PROBLEM DESCRIPTION: With the line containing "Query: gray shingle roof" as the first line and the last line of the records as the final one, reproduce that range exactly.

***** MATERIAL PROVIDED

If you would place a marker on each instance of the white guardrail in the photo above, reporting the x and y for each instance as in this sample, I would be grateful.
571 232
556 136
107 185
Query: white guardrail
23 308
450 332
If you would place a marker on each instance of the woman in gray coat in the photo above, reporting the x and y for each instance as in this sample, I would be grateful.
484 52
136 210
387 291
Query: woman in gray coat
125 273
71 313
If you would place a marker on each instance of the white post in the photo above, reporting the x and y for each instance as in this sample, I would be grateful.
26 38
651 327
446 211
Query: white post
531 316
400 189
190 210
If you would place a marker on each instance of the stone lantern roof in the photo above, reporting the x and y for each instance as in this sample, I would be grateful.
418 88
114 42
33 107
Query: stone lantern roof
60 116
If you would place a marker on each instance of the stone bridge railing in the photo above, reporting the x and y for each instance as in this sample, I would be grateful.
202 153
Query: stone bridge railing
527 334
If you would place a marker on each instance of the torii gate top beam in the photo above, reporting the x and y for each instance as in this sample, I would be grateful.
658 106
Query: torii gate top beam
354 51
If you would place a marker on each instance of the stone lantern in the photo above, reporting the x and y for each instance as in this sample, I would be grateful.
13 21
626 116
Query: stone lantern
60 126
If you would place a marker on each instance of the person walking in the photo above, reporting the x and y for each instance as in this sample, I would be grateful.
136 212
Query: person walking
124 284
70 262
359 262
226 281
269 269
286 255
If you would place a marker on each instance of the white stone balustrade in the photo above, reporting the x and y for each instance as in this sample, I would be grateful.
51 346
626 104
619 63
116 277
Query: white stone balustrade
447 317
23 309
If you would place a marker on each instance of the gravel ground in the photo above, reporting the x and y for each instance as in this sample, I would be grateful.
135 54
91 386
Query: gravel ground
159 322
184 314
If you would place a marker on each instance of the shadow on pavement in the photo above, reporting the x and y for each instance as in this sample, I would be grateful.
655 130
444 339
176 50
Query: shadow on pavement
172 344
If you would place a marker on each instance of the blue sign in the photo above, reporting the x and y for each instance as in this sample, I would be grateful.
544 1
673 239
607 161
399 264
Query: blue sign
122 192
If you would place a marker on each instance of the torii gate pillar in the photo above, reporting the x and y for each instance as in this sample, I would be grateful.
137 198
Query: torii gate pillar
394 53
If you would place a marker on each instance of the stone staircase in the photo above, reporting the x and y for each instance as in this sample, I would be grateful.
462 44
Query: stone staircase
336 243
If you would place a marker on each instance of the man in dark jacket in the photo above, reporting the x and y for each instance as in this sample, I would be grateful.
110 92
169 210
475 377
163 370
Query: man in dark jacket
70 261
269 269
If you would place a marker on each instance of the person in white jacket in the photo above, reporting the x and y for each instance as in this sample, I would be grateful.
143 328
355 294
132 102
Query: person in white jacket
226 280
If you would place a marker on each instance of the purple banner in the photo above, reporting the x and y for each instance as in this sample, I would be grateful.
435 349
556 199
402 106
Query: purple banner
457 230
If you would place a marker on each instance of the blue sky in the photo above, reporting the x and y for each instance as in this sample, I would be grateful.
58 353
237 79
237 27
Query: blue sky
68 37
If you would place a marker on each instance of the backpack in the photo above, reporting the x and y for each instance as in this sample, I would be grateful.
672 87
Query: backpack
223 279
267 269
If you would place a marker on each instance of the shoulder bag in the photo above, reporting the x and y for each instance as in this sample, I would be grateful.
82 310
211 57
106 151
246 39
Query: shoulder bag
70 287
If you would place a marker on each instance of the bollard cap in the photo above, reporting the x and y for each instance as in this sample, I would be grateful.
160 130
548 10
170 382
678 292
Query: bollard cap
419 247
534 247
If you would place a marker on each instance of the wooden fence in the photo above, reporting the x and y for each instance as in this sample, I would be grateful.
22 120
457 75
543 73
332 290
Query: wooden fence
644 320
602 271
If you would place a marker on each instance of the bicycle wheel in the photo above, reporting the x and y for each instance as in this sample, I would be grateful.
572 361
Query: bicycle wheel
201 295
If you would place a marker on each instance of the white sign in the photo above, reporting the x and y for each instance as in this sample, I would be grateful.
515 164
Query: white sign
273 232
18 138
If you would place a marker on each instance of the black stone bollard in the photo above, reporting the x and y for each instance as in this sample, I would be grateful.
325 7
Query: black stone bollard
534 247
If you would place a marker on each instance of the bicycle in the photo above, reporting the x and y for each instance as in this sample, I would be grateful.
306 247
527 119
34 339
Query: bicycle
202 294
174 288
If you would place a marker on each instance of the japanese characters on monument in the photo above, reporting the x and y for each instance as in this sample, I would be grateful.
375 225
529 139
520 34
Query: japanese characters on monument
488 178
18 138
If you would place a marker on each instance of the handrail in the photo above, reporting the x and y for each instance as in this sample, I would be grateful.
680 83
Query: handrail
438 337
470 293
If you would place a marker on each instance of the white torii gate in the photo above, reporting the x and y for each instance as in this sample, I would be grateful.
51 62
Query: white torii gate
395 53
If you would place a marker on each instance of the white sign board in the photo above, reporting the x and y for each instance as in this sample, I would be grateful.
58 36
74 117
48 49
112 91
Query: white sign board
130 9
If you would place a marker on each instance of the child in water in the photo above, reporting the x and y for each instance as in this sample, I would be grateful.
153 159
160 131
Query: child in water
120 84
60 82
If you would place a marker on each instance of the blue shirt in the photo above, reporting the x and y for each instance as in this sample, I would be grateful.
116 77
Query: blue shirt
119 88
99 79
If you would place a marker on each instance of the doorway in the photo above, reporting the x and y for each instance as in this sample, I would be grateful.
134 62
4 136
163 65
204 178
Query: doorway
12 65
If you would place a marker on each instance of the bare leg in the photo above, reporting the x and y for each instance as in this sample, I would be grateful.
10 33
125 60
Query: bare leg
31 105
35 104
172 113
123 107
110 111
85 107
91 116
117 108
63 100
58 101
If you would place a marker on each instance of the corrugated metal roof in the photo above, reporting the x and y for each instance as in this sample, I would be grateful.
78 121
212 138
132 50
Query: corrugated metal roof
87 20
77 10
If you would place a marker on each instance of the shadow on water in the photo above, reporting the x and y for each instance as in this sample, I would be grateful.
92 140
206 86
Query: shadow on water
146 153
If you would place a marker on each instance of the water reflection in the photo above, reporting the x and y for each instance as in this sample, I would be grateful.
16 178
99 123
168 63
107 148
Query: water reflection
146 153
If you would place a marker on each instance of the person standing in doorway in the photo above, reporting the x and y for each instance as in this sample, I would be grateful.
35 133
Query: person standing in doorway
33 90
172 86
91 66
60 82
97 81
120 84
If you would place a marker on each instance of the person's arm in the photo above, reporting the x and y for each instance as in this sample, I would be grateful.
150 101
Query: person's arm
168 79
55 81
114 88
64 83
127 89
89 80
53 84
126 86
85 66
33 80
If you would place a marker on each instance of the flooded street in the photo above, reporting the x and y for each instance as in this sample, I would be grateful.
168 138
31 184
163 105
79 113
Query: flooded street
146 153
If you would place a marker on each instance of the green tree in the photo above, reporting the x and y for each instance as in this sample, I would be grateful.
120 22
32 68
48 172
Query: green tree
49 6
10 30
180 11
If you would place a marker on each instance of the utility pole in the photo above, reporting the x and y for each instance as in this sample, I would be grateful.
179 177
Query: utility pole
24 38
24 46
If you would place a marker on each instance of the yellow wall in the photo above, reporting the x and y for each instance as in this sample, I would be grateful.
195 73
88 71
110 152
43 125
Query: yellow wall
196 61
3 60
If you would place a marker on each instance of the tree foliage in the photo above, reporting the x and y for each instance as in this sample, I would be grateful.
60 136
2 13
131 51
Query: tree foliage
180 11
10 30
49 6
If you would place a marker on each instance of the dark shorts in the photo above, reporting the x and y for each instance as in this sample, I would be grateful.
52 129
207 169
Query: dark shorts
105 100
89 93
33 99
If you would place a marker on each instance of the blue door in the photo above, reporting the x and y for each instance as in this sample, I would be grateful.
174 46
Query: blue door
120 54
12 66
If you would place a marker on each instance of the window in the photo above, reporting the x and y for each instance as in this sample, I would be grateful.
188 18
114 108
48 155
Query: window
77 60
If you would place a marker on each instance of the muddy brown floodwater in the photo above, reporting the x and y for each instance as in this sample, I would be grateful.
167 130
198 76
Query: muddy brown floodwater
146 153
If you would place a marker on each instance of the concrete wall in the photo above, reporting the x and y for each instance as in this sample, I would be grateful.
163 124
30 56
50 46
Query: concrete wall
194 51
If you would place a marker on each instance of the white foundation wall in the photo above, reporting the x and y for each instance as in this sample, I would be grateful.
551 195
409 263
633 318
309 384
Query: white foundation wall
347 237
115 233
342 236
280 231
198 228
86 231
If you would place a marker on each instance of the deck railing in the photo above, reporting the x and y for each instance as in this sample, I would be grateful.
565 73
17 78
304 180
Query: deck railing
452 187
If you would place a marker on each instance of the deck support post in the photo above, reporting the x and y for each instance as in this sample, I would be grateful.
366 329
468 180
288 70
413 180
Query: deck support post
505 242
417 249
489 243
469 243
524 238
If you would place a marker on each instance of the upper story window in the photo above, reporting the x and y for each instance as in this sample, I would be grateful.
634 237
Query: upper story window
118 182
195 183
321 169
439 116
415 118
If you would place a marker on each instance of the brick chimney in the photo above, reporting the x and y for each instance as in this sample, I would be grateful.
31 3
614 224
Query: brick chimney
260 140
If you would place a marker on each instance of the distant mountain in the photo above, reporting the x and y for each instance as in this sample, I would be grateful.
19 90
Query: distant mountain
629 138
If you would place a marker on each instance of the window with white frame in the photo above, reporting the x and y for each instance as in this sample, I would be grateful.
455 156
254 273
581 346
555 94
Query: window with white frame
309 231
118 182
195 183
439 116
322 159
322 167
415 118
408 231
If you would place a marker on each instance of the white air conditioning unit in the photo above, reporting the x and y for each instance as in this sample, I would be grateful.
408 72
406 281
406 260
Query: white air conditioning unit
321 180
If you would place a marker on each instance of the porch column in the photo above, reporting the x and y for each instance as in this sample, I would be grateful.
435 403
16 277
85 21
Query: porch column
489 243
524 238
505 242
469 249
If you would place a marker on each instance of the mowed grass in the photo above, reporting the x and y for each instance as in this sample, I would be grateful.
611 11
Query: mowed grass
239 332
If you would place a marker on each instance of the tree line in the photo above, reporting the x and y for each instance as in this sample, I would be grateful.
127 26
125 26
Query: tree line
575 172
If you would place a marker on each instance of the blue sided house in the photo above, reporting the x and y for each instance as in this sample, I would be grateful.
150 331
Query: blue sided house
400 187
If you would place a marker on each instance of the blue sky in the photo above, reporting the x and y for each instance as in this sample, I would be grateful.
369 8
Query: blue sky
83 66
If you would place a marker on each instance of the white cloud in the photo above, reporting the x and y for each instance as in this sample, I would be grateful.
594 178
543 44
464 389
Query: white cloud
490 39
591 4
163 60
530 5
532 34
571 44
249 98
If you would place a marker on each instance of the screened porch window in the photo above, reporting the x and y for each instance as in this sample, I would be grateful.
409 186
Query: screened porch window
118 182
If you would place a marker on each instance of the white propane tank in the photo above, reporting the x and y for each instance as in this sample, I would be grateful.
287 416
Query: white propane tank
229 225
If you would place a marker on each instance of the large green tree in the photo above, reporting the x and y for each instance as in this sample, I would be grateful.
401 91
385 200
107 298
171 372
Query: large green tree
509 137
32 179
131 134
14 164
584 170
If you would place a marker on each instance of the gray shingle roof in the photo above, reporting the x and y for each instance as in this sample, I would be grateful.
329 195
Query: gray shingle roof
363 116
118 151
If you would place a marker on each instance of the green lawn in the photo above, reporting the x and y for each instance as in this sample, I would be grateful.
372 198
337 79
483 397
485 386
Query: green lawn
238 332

**********

EXERCISE ANSWER:
Query: gray shingle roof
363 116
118 151
If you would place a marker on each instance of the green lawn in the photo above, reporting the x and y for each instance as in this sample, I would be grateful.
372 198
337 79
483 397
485 386
Query: green lawn
238 332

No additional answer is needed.